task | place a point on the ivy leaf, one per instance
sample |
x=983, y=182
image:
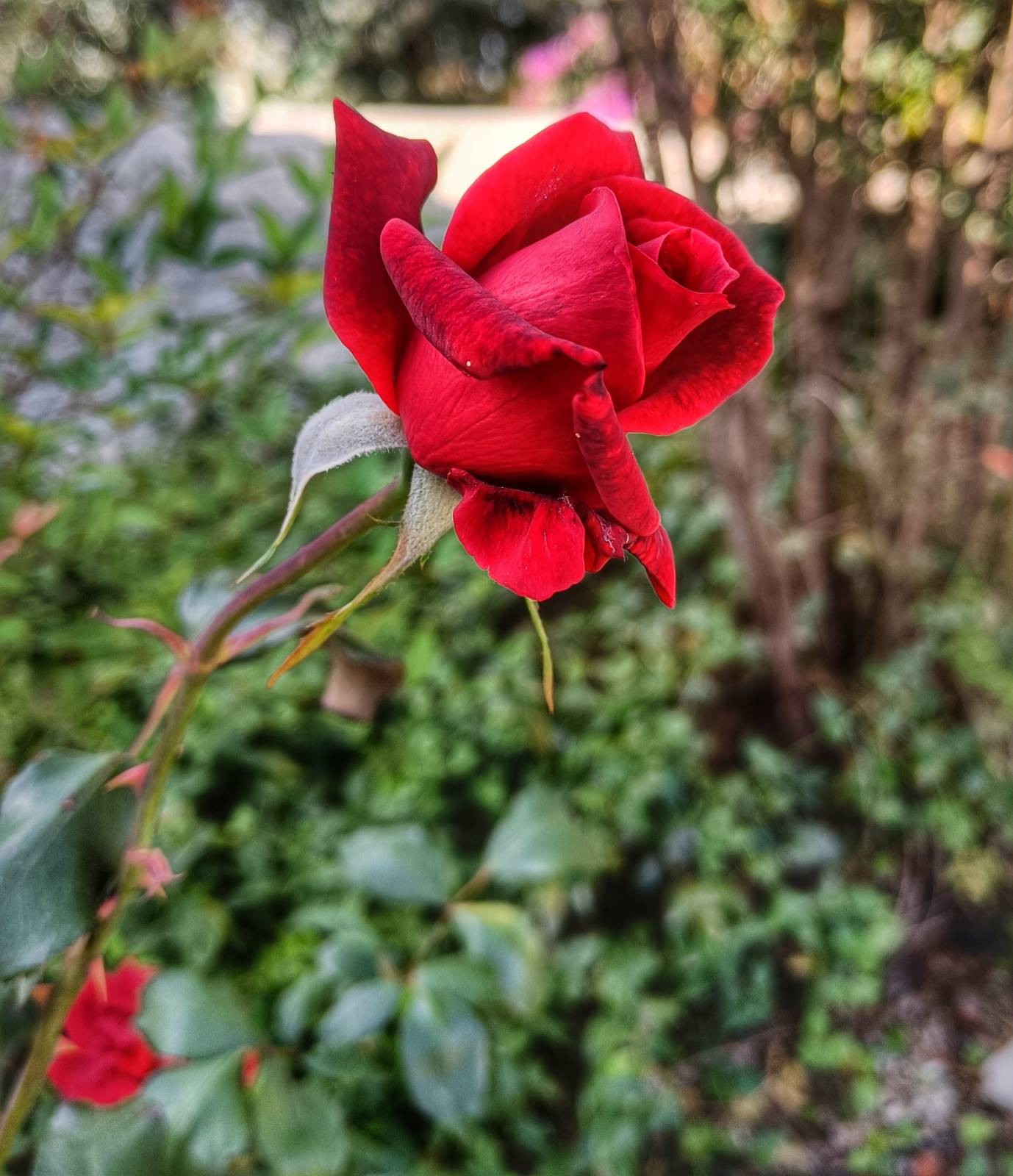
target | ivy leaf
x=399, y=864
x=538, y=839
x=445, y=1058
x=503, y=935
x=429, y=514
x=118, y=1142
x=60, y=839
x=360, y=1011
x=348, y=427
x=300, y=1127
x=185, y=1015
x=201, y=1107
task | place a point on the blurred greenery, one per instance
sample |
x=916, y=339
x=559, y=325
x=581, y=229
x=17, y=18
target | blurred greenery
x=654, y=933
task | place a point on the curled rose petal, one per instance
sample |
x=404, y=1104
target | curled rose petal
x=564, y=156
x=101, y=1058
x=611, y=460
x=376, y=176
x=527, y=542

□ □ □ □ □

Reproduce all of the rows above, requests included, and shift every x and y coordinate in the answer points up by 90 while leaving the sample coordinates unchanged. Leave the pictures out.

task | place a point on the ivy leaf, one per instance
sample |
x=983, y=182
image:
target | ivy leaf
x=489, y=954
x=628, y=929
x=535, y=1148
x=593, y=1025
x=519, y=604
x=208, y=1232
x=150, y=929
x=450, y=1101
x=438, y=517
x=390, y=1217
x=275, y=1105
x=291, y=1197
task | place a point on the blurred greenery, one per instance
sample |
x=916, y=339
x=559, y=325
x=581, y=229
x=17, y=18
target | blurred greenery
x=744, y=1023
task | place a point on the curled rose petal, one per instance
sample |
x=404, y=1104
target | curled rose petal
x=654, y=246
x=191, y=1148
x=701, y=550
x=466, y=266
x=617, y=632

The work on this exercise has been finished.